Extract to read:
Re: [RFC PATCH v4 18/20] vhost: Add VhostIOVATree

Jason Wang Mon, 25 Oct 2021 21:30:54 -0700

On Thu, Oct 21, 2021 at 10:34 PM Eugenio Perez Martin
<epere...@redhat.com> wrote:
>
> On Thu, Oct 21, 2021 at 10:12 AM Jason Wang <jasow...@redhat.com> wrote:
> >
> > On Thu, Oct 21, 2021 at 3:03 PM Eugenio Perez Martin
> > <epere...@redhat.com> wrote:
> > >
> > > On Thu, Oct 21, 2021 at 4:34 AM Jason Wang <jasow...@redhat.com> wrote:
> > > >
> > > > On Wed, Oct 20, 2021 at 8:07 PM Eugenio Perez Martin
> > > > <epere...@redhat.com> wrote:
> > > > >
> > > > > On Wed, Oct 20, 2021 at 11:01 AM Jason Wang <jasow...@redhat.com> 
> > > > > wrote:
> > > > > >
> > > > > > On Wed, Oct 20, 2021 at 3:54 PM Eugenio Perez Martin
> > > > > > <epere...@redhat.com> wrote:
> > > > > > >
> > > > > > > On Tue, Oct 19, 2021 at 11:23 AM Jason Wang <jasow...@redhat.com> 
> > > > > > > wrote:
> > > > > > > >
> > > > > > > > On Tue, Oct 19, 2021 at 4:32 PM Jason Wang 
> > > > > > > > <jasow...@redhat.com> wrote:
> > > > > > > > >
> > > > > > > > >
> > > > > > > > > 在 2021/10/1 下午3:06, Eugenio Pérez 写道:
> > > > > > > > > > This tree is able to look for a translated address from an 
> > > > > > > > > > IOVA address.

Dataset rows:
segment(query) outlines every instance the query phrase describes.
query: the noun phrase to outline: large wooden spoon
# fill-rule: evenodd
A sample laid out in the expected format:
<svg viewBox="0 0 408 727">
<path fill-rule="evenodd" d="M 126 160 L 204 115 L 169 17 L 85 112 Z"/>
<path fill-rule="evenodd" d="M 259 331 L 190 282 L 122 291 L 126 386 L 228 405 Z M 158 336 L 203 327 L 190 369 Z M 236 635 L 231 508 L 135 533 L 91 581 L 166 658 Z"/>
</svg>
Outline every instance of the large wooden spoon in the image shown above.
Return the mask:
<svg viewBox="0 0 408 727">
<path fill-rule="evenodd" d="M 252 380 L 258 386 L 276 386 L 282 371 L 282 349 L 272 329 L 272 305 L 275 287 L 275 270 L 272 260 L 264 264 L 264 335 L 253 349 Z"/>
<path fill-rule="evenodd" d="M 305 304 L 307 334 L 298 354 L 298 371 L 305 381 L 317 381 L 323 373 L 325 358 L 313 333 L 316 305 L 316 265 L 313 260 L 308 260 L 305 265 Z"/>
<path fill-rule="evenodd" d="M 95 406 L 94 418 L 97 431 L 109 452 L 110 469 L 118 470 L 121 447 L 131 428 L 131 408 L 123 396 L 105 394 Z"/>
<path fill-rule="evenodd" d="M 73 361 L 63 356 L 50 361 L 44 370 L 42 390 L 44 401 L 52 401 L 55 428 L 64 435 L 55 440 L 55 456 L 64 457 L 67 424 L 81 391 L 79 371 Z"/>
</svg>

---

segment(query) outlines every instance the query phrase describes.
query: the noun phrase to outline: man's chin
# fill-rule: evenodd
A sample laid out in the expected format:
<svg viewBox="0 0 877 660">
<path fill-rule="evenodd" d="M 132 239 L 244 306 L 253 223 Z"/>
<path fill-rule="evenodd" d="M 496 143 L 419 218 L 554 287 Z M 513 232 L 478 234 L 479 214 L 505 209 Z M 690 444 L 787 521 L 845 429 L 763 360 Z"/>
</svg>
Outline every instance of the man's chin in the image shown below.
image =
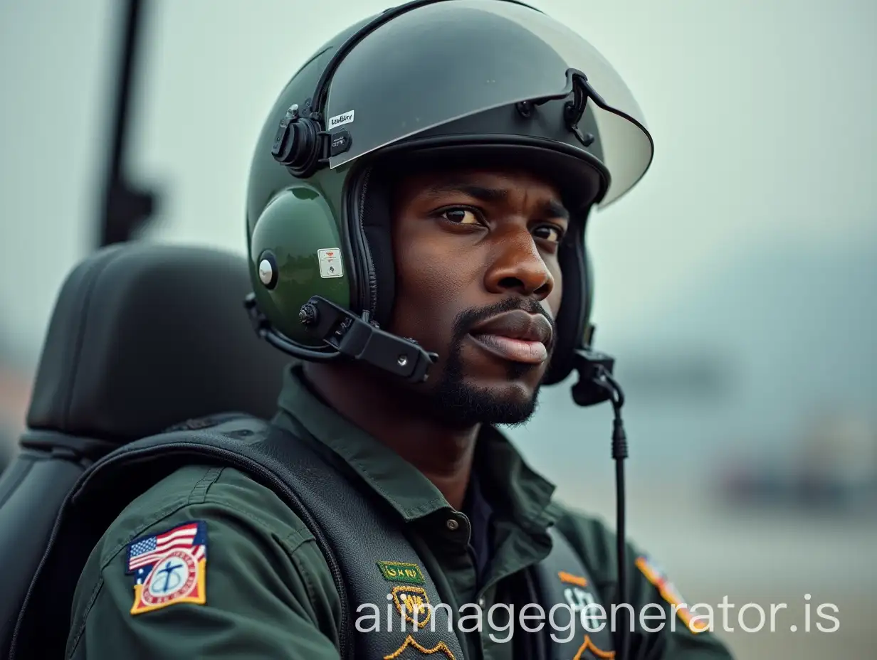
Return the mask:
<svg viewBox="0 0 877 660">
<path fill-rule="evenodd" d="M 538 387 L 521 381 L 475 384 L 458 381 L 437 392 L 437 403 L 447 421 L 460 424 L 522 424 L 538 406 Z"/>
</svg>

--

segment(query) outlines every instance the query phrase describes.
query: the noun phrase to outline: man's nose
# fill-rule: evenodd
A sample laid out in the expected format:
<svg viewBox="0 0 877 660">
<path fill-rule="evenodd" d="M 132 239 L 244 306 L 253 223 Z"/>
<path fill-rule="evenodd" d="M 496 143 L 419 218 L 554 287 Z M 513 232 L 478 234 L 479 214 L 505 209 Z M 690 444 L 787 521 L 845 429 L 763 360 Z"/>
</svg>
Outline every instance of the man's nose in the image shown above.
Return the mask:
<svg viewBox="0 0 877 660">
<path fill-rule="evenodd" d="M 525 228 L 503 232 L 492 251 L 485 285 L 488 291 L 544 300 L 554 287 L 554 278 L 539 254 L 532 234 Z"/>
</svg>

Challenge:
Answer these questions from the mailing-list thread.
(a) Which patch number in the series of 20 adds VhostIOVATree?
(b) At what time on Mon, 25 Oct 2021 did Jason Wang send the reply?
(c) According to the quoted patch description, what is the tree able to look for?

Finished exercise:
(a) Patch 18.
(b) 21:30:54 -0700.
(c) A translated address from an IOVA address.